» CONSIGNE A:
Relevez chaque ligne de la liste où figure le mot « tree ». Respectez les majuscules et les minuscules.

» DOCUMENT:
......

On ne décrète pas une Révolution, on la constate (Par Arnaud Tcheutou)

D’entrée de jeu, petite clarification au sujet des verbes « décréter » et « constater ». Décréter présuppose que le motif ayant suscité le décret peut être irrévélé, méconnu ou obscur. Autrement, le public peut ne pas savoir ce qui a motivé un décret ; d’où l’usage habituel de l’expression « pouvoir discrétionnaire » pour qualifier la fonction de celui/celle qui décrète. Décréter une révolution reviendrait donc à dire que les bases concourant à ce décret sont obscures voire inexistantes et du coup, ce décret revêt un caractère hautement subjectif et fort discutable. À l’opposé, on ne peut pas faire un constat sur la base de rien. « Constater » présuppose qu’il y a eu un préalable, une cause ou des événements ayant conduit à la conséquence qu’est le constat. Quand je dis, « Je constate que tu es joyeux », cela suppose que j’ai noté au préalable des signes traduisant la joie : ça peut être le sourire, l’avenance, etc. Constater une révolution voudrait ainsi dire qu’on a noté des éléments permettant de conclure à une révolution.

  1. Le nœud de l’affaire

Cette réflexion a pour objectif de questionner la révolution, non pas pour la définir mais dans le souci de clarifier le moment où elle est constatée. En d’autres termes, à quel moment constate-t-on une révolution ? Au début du processus, pendant ou à la fin ? Doit-on même le faire au début, si aucun résultat n’a encore été obtenu ? La révolution est constatée sur la base du bavardage ou des résultats concrets ? Des voix se lèvent au sein des partis dits de l’opposition et crient à la révolution. Ceux et celles qui les portent disent à tue-tête qu’ils sont engagés dans une lutte révolutionnaire au Cameroun. Ils entendent renverser le régime de Paul Biya et le remplacer par un système tout neuf. Rien n’est fait sur le terrain. Aucune marche, aucun soulèvement, les rues sont désertes de tout soubresauts se réclamant d’un mouvement et s’inscrivant dans un tel objectif.

......

» DONNÉES FOURNIES:
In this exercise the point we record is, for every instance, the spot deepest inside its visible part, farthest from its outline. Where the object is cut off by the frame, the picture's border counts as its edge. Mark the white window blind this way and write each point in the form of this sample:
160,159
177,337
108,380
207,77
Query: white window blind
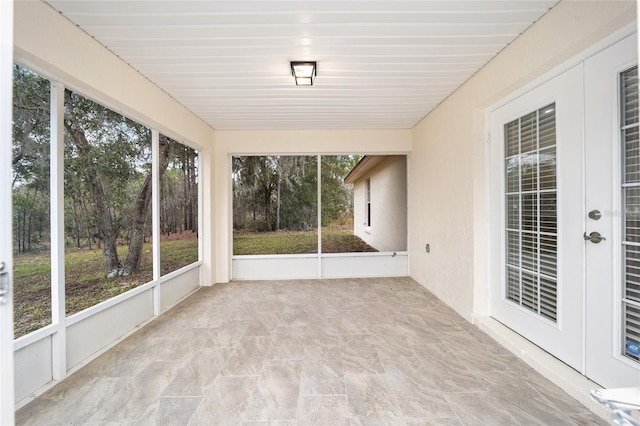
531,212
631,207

......

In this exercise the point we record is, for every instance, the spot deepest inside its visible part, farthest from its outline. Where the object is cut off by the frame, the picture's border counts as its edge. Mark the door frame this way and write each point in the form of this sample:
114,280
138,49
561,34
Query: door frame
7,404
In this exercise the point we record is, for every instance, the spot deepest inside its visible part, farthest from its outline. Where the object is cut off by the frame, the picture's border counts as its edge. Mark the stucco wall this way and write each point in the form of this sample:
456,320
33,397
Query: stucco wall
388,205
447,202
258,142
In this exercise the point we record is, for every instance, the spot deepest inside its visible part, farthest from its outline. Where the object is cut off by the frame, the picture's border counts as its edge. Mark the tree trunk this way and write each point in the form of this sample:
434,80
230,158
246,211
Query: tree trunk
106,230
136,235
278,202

......

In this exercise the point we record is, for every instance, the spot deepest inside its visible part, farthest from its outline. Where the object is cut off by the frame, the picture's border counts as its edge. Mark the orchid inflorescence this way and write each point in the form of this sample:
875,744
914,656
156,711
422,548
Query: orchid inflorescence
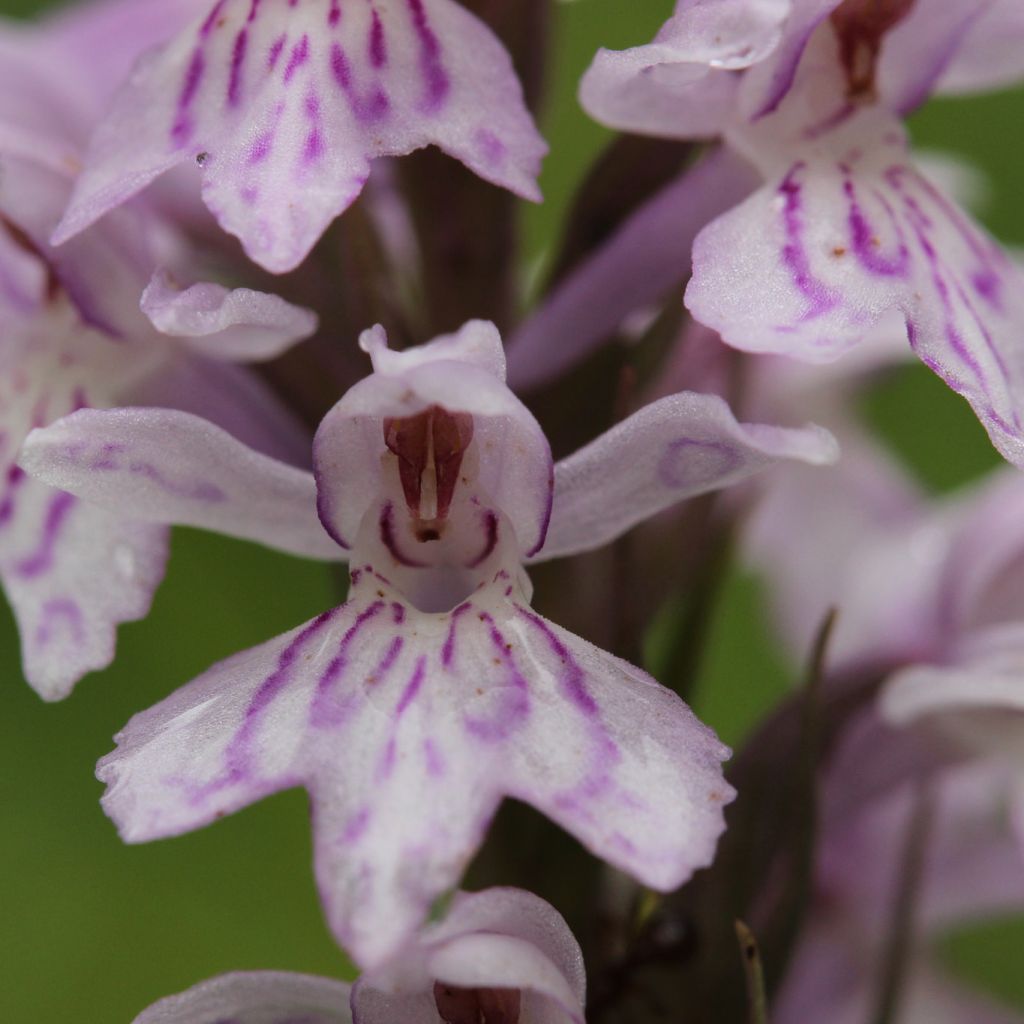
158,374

......

» CONSIGNE B:
Traduisez en anglais cette phrase du document sur la révolution : « Ils entendent renverser le régime de Paul Biya et le remplacer par un système tout neuf. »

» RÉSULTAT A:
In this exercise the point we record is, for every instance, the spot deepest inside its visible part, farthest from its outline. Where the object is cut off by the frame, the picture's border counts as its edge. Mark the tree trunk this way and write each point in the form of this sample:
Query: tree trunk

» RÉSULTAT B:
They intend to overthrow Paul Biya's regime and replace it with a brand-new system.